- INSTRUCCIÓN A -
En el relato sobre la misericordia de Dios, ¿a qué sentencia fue condenado el esposo?
- INSTRUCCIÓN B -
Prosigue el relato sobre la misericordia de Dios a partir de su última oración.

Dios tiene misericordia
“Pues tendré misericordia de sus iniquidades,
y nunca más me acordaré de sus pecados.”(Hebreos 8:12)
Ella se lo había
advertido una y otra vez; se lo había
reclamado en diferentes tonos, pero no había conseguido absolutamente nada,
pues él -su esposo- había
persistido en sus malas decisiones,
desafiando a la vida, toreando a la
muerte , sobreviviendo al borde
del abismo. Hasta que llegó el día en
que los presagios de ella se cumplieron, pues aquel ladrón confeso había sido apresado por una serie de fechorías, para las cuales no existía misericordia, rescate o fianza,
válidas. La sentencia era contundente e
inapelable y se llevaba a cabo en esos momentos: muerte en la cruz.
Y allí estaban ahora,
tres destinos pendiendo en sendos maderos: a un
lado su esposo, al otro lado, el
compinche, de éste, ; y, en el
centro alguien a quien
llamaban : Rabí, Mesías, Jesús…
A esas alturas a ella se le había terminado el deseo de
mirar a su marido; por eso desde que comenzó
la ejecución se mantenía cabizbaja,
gastando las últimas lágrimas que le quedaban después de todos esos años
de convivir con el sufrimiento.

- DATOS PROPORCIONADOS -
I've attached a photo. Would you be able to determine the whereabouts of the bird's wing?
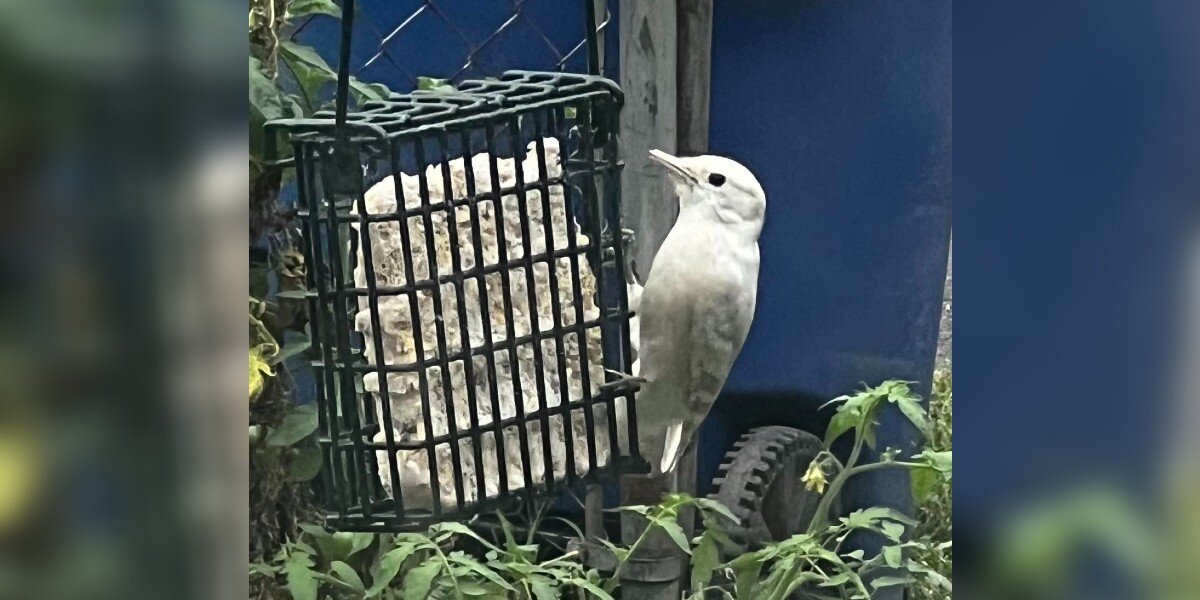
[660,277,755,473]
[637,258,694,467]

- RESULTADO A -
Muerte en la cruz.

- RESULTADO B -
No se atrevía a mirar… ¿para
qué? si conocía de memoria la mueca de
frustración sembrada por tanto tiempo en
el rostro de su hombre. No lo miraba, únicamente esperaba el
momento en que alguien de la soldadesca
llegue a quebrantar las piernas a los crucificados.
De pronto un diálogo inusual
se dio arriba, sobre la cabeza de
la mujer. La voz de su esposo
manifestando: “Acuérdate de mí, cuando vengas en tu reino”. Y la
respuesta inmediata de parte del personaje
del centro: “De cierto te digo
que hoy estarás conmigo en el paraíso”.
Fue entonces cuando ella
levantó la vista; afinó el oído;
no entendió el diálogo en sí, pero pudo comprobar que el rictus de rencor, resentimiento y
dolor que durante todos esos años había identificado la faz de su amado, de improviso se había convertido en un gesto
inhabitual de serenidad, de paz,
de gozo. Sí, el gesto de su marido, esta
vez no era de malestar, ni de frustración;
era más bien un gesto cercano, al que -según contaba la gente- habían
visto en el rostro de: ciegos, encorvados, cojos, paralíticos, leprosos,
endemoniados, y otros más que habían recibido sanación de ese
tal Jesús, que allí también se encontraba crucificado.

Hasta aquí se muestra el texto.